> _O que fazer_
A - Segundo o artigo sobre a obra de Putnam, quantos governos regionais foram criados simultaneamente na Itália da década de 1970?
B - Diga se cada afirmação abaixo concorda com o artigo sobre a obra de Putnam, respondendo sim ou não e citando as palavras do texto que decidem a questão: (i) King, Keohane e Verba apontam o trabalho de Putnam como exemplo de pesquisa que combina as tradições qualitativa e quantitativa; (ii) a análise do artigo se concentra em três momentos históricos; (iii) antes da reforma, a Itália era um país marcado pela descentralização.
C - Retome o artigo sobre a obra de Putnam logo após a última frase apresentada.

> _Trecho do documento_
“Comunidade e Democracia” à luz da Política Internacional: apontamentos sobre a obra de Robert Putnam

Volume 11 | Número 114 | Dez. 2024

Eduardo Brasil de Mattos

  1. Introdução   

Em seu clássico livro “Designing social inquiry”, King, Keohane e Verba (1994) citam o trabalho de Robert Putnam em “Comunidade e Democracia: a experiência da Itália moderna” (2006) como um exemplo de pesquisa de alto nível que combina as tradições qualitativa e quantitativa no campo da Ciência Política. A leitura de Putnam (2006) confirma a afirmação: o autor e sua equipe moveram um esforço louvável ao longo de anos para desenvolver a pesquisa sobre o desempenho institucional na Itália em diferentes frentes, reunindo evidências empíricas a partir de entrevistas e da análise de materiais estatísticos. É particularmente interessante que, para além de destacar a combinação das duas tradições no âmbito da pesquisa, Putnam (2006, p. 27) detalha o âmbito multidisciplinar de seu empreendimento, associando diferentes métodos a diferentes disciplinas como a História e a Antropologia.

A pesquisa empreendida por Putnam e sua equipe é ao mesmo tempo detalhista e extensa. Existe, no entanto, uma notória lacuna no que se refere aos contextos políticos internacionais nos quais a Itália esteve inserida ao longo do vasto período analisado. Ainda que tal ausência seja justificável, considerando que não se pode levar em consideração todas as variáveis possíveis dentro de uma pesquisa acadêmica, em determinados momentos essa característica do trabalho de Putnam leva a conclusões questionáveis. O objetivo deste trabalho é analisar o livro “Comunidade e Democracia: a experiência da Itália moderna” de forma crítica, levando em consideração questões de Política Internacional que o autor desconsidera ao longo da obra, mas que consideramos de primeira importância para a compreensão dos fenômenos políticos domésticos descritos por Putnam.

A primeira seção deste trabalho trará uma breve apresentação do livro de Putnam, salientando as principais teses do autor e o percurso da pesquisa realizada. A análise das duas seções posteriores será centrada em dois momentos históricos específicos: em um primeiro momento, será analisada como a conjuntura internacional pós-Congresso de Viena (1815) impactou a realidade política italiana – e como a abordagem adotada por Putnam (2006) desconsidera essa conjuntura, o que enfraquece sua argumentação acerca das tradições cívicas no país. Já no segundo momento, buscaremos apontar como as dinâmicas políticas da Guerra Fria são relevantes para se considerar a questão da “despolarização ideológica” na política interna italiana observada pelo autor. A escolha desses dois momentos justifica-se pela relevância de ambos para a formação do sistema internacional contemporâneo e pela possibilidade que a análise desses fenômenos políticos internacionais abre para a crítica a pontos nevrálgicos da pesquisa empreendida por Putnam e sua equipe.

Em sua obra, Robert Putnam objetiva compreender o desempenho das instituições democráticas, partindo do caso da reforma de governança ocorrida na Itália da década de 1970 (Putnam, 2006). A criação simultânea de 15 novos governos regionais, uma novidade histórica em um país que era até então marcado pela centralização, permitiu ao autor desenvolver um estudo comparativo na tentativa de compreender quais são as condições que permitem um melhor funcionamento das instituições democráticas (Putnam, 2006). O caso italiano era ainda mais paradigmático considerando a facilmente observável disparidade entre um Norte industrializado e um Sul rural e empobrecido.

> _Informações extraídas_
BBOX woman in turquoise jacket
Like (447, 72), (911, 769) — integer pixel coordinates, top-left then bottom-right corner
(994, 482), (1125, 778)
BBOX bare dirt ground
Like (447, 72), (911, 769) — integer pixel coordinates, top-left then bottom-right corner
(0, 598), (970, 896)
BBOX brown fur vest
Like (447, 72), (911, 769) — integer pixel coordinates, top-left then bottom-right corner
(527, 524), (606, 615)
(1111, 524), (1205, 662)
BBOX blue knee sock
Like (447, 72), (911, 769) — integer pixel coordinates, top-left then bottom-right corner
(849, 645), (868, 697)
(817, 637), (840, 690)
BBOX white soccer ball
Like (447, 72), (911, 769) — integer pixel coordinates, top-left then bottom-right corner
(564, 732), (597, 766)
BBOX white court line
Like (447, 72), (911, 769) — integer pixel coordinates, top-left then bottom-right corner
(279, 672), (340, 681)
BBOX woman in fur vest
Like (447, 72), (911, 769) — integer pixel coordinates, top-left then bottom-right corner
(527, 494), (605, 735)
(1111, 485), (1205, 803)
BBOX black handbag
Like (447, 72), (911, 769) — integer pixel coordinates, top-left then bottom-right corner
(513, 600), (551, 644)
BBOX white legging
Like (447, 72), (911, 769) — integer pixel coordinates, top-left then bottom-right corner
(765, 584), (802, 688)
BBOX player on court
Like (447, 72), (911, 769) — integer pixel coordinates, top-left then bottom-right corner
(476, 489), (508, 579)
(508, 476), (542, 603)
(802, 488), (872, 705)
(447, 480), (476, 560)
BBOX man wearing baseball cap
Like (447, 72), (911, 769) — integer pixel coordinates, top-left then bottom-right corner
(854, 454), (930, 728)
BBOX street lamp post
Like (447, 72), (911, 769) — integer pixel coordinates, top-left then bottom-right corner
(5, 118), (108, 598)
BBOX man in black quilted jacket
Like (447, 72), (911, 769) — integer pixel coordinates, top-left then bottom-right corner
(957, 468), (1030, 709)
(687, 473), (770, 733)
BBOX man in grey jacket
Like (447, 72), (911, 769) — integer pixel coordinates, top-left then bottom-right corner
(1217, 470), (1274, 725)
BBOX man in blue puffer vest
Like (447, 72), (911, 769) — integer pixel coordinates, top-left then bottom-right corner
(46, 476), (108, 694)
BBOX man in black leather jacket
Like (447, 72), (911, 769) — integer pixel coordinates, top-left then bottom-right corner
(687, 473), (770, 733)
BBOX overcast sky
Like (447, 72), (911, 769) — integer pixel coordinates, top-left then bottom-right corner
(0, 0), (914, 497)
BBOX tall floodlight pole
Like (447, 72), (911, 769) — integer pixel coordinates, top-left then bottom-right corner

> _Resultados do exercício_
A - Foram criados 15 novos governos regionais.

B -
(i) Sim: "como um exemplo de pesquisa de alto nível que combina as tradições qualitativa e quantitativa no campo da Ciência Política".
(ii) Não: "será centrada em dois momentos históricos específicos".
(iii) Não: "um país que era até então marcado pela centralização".

C -
2. “Comunidade e Democracia…”: uma breve apresentação

Em termos de epistemologia, o trabalho de Putnam inscreve-se claramente na chamada “tradição científica”, utilizando a terminologia apresentada por autores como Hollis e Smith (1990): o autor torna particularmente clara sua intenção de aproximar a pesquisa social daquela realizada pelas ciências naturais quando compara seu estudo do desenvolvimento das instituições italianas ao desenvolvimento de plantas (Putnam, 2006, p. 23). Metodologicamente falando, Putnam e sua equipe empregam uma ampla gama de técnicas qualitativas e quantitativas em busca de informações especializadas e abrangentes sobre as questões políticas em diferentes regiões italianas (Putnam, 2006, p. 28).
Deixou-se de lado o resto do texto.